Which of the lines in the listing that follows hold "ship"? Pull each one out.

*** Data extract ***

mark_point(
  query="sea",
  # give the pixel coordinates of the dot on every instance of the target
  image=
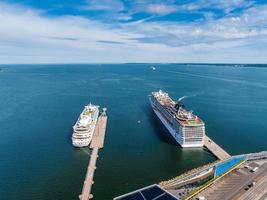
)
(39, 104)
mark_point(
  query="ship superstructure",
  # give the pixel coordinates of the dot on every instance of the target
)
(84, 127)
(186, 128)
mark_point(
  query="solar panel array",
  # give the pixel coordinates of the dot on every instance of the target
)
(153, 192)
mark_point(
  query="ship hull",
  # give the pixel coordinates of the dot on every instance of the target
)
(83, 137)
(176, 135)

*** End of Data extract ***

• [Output below]:
  query="ship superstructure",
  query="ship hull",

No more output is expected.